▶ [Set task]:
Return every line of the listing that contains the string "vegetation", matching case exactly.

▶ [Data entries]:
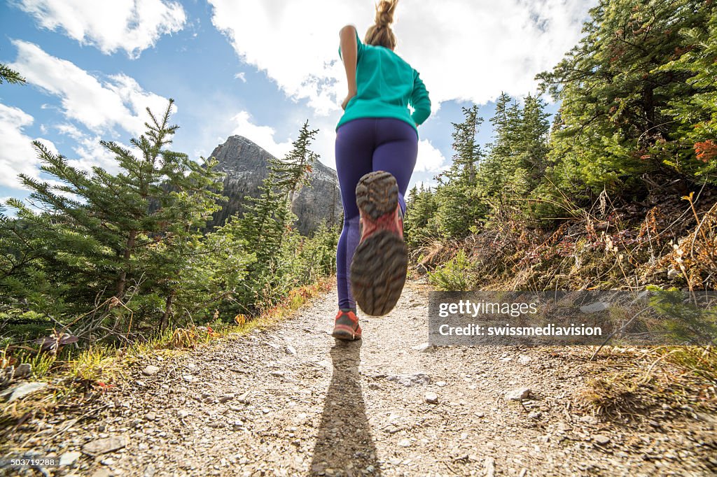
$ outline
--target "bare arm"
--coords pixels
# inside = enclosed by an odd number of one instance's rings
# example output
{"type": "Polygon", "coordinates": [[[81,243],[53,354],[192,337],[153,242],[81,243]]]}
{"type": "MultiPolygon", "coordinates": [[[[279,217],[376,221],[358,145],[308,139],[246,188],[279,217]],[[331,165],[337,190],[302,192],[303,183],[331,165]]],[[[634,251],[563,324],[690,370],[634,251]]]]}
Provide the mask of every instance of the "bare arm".
{"type": "Polygon", "coordinates": [[[356,31],[351,25],[346,25],[338,33],[341,39],[341,59],[343,60],[343,69],[346,72],[346,81],[348,84],[348,94],[341,104],[341,107],[346,108],[348,100],[356,95],[356,57],[358,45],[356,44],[356,31]]]}

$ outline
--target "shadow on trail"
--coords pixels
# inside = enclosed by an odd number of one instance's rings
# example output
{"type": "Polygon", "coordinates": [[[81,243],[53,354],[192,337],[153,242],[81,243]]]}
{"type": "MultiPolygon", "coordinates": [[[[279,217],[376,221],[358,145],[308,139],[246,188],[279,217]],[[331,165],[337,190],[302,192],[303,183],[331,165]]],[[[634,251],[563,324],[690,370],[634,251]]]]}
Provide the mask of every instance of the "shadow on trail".
{"type": "Polygon", "coordinates": [[[361,392],[361,341],[336,342],[331,348],[333,373],[328,386],[310,475],[380,476],[361,392]],[[333,469],[326,472],[326,469],[333,469]]]}

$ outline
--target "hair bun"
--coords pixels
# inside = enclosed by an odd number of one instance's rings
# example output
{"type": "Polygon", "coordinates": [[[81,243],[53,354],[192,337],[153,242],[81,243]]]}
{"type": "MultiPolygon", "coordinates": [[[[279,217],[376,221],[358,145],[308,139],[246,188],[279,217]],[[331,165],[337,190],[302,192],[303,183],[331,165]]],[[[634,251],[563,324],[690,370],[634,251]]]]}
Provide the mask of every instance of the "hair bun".
{"type": "Polygon", "coordinates": [[[394,22],[394,12],[398,0],[381,0],[376,6],[376,24],[388,26],[394,22]]]}

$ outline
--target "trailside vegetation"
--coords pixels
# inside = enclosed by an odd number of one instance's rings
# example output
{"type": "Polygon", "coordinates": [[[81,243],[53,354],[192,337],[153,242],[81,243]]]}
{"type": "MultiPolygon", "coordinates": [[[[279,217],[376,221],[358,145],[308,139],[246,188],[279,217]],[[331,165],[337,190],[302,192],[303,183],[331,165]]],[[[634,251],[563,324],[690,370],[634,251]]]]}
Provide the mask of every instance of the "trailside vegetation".
{"type": "Polygon", "coordinates": [[[170,148],[172,109],[170,100],[160,115],[148,110],[130,148],[101,143],[117,172],[78,168],[34,143],[42,178],[21,175],[29,198],[0,211],[4,360],[45,344],[59,356],[70,343],[124,346],[243,323],[333,273],[338,231],[302,236],[290,210],[318,158],[317,131],[305,123],[249,210],[207,232],[222,177],[214,160],[170,148]]]}
{"type": "MultiPolygon", "coordinates": [[[[410,191],[407,241],[436,288],[649,289],[674,304],[717,286],[715,2],[601,0],[584,34],[536,95],[497,99],[490,143],[464,108],[452,165],[410,191]]],[[[602,352],[581,398],[592,412],[717,409],[713,346],[602,352]]]]}

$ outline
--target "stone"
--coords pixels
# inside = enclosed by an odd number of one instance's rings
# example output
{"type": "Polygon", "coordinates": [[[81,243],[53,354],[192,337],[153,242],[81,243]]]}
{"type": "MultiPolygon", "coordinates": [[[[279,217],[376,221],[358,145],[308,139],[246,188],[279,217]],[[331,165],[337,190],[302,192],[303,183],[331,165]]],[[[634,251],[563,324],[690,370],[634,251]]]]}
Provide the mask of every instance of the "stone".
{"type": "Polygon", "coordinates": [[[0,392],[0,399],[7,399],[8,403],[12,403],[36,391],[39,391],[47,385],[47,382],[40,382],[39,381],[29,382],[23,381],[18,382],[14,386],[8,387],[2,392],[0,392]]]}
{"type": "Polygon", "coordinates": [[[610,443],[610,438],[604,434],[595,434],[592,436],[592,441],[598,445],[607,445],[610,443]]]}
{"type": "Polygon", "coordinates": [[[580,312],[585,314],[597,313],[598,312],[604,312],[609,307],[610,304],[607,302],[595,302],[580,307],[580,312]]]}
{"type": "Polygon", "coordinates": [[[531,395],[531,390],[528,387],[517,387],[510,391],[506,391],[504,398],[506,401],[522,401],[528,399],[531,395]]]}
{"type": "Polygon", "coordinates": [[[153,376],[159,372],[159,367],[153,365],[149,365],[142,370],[142,374],[145,376],[153,376]]]}
{"type": "Polygon", "coordinates": [[[428,384],[431,382],[430,377],[423,372],[414,372],[408,375],[393,375],[388,376],[386,379],[403,385],[407,387],[410,387],[417,384],[428,384]]]}
{"type": "Polygon", "coordinates": [[[429,353],[435,348],[429,343],[421,343],[420,344],[417,344],[416,346],[412,346],[411,349],[415,350],[416,351],[419,351],[422,353],[429,353]]]}
{"type": "Polygon", "coordinates": [[[492,457],[486,457],[483,464],[485,466],[485,477],[495,477],[495,459],[492,457]]]}
{"type": "Polygon", "coordinates": [[[15,369],[13,377],[16,380],[22,379],[23,377],[29,376],[32,370],[32,365],[29,362],[24,362],[15,369]]]}
{"type": "Polygon", "coordinates": [[[66,467],[70,466],[75,464],[80,458],[80,456],[82,455],[81,452],[65,452],[62,456],[60,456],[60,466],[66,467]]]}
{"type": "Polygon", "coordinates": [[[99,456],[126,447],[128,439],[125,436],[113,435],[88,442],[82,445],[82,452],[90,456],[99,456]]]}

▶ [The result]:
--target "trailside vegetation"
Provide the mask of every instance of the "trailside vegetation".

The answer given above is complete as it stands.